◆ **Photo-based point labeling data**
========
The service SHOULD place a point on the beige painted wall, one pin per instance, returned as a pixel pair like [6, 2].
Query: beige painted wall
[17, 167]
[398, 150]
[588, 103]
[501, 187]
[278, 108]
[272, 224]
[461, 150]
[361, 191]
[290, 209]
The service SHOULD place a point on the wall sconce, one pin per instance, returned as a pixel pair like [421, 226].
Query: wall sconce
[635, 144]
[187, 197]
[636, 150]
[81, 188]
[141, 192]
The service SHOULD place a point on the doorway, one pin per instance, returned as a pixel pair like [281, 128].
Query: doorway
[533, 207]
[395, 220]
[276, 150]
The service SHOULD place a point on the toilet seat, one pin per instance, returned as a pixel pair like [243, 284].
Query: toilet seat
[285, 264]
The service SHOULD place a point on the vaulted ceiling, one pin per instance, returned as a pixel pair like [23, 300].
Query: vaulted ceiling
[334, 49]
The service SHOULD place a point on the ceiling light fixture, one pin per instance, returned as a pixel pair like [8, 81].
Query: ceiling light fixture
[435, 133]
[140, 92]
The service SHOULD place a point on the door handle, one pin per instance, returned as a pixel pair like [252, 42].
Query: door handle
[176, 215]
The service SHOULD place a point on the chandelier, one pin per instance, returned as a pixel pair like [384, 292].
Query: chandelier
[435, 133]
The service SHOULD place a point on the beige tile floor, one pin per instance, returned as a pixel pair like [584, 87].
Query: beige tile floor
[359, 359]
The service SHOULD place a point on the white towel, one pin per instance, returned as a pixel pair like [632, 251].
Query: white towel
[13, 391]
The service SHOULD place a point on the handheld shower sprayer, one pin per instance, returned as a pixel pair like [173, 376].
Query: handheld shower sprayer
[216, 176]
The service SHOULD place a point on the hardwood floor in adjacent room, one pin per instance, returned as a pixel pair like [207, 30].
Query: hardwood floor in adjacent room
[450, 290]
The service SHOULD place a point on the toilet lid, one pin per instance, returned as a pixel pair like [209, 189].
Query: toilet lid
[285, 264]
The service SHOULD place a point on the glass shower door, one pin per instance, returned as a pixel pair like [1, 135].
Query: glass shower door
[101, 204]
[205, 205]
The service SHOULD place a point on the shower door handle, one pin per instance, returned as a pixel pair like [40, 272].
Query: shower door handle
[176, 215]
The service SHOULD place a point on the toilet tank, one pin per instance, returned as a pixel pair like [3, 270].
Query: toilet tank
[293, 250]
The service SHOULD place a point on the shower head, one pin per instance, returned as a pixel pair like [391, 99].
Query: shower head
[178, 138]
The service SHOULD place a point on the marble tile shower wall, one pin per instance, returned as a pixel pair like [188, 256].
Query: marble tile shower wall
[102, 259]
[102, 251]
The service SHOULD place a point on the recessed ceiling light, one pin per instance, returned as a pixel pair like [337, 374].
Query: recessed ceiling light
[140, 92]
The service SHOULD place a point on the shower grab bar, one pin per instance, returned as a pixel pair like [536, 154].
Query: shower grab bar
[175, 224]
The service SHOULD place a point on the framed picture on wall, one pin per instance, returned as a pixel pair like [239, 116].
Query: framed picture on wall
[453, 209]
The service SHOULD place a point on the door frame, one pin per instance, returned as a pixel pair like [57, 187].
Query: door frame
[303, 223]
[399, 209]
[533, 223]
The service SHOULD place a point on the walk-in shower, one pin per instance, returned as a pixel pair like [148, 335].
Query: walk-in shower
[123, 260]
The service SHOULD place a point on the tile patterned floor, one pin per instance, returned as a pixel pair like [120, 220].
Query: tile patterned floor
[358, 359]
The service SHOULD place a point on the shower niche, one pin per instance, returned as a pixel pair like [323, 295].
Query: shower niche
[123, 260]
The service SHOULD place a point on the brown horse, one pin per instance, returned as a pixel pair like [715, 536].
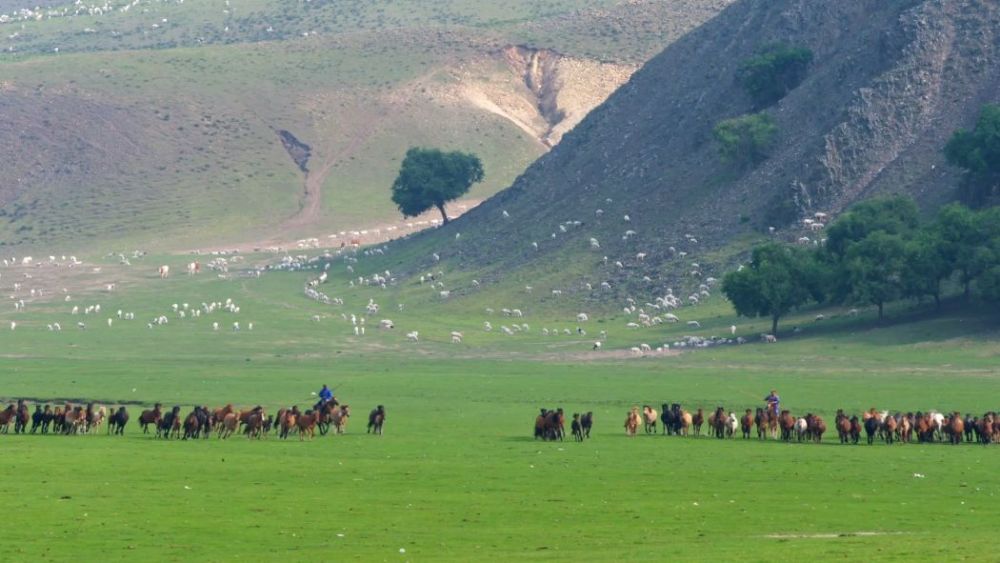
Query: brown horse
[6, 417]
[306, 423]
[376, 419]
[339, 417]
[957, 427]
[151, 417]
[632, 421]
[889, 425]
[843, 427]
[817, 427]
[746, 424]
[21, 419]
[697, 420]
[787, 423]
[719, 422]
[649, 417]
========
◆ **To do**
Please copy the entries from the line with "The service SHOULD place a point on the walk-in" through the end of the entries, switching "pixel pair" to "coordinate pair" and leaving everything else unchanged. Omit the pictures from your answer.

◆ **Full solution**
The service SHOULD place a point on the walk-in shower, one pin per instance, returned as a coordinate pair like [148, 335].
Query: walk-in shower
[123, 260]
The service SHOULD place a point on the tile patterned floor, one pin per instance, returned as a coordinate pair like [120, 220].
Query: tile patterned floor
[358, 359]
The service SHOULD place a point on the shower niche, one pin per instance, returned as a coordinate pair like [323, 295].
Query: shower niche
[123, 260]
The service SHOULD place a point on the brown horse, one pin per instance, returned as a coordinate pair like [715, 536].
Query: brown horse
[6, 417]
[306, 423]
[376, 419]
[339, 417]
[957, 427]
[151, 417]
[632, 421]
[889, 425]
[843, 427]
[817, 427]
[746, 424]
[21, 419]
[697, 420]
[787, 423]
[719, 422]
[649, 417]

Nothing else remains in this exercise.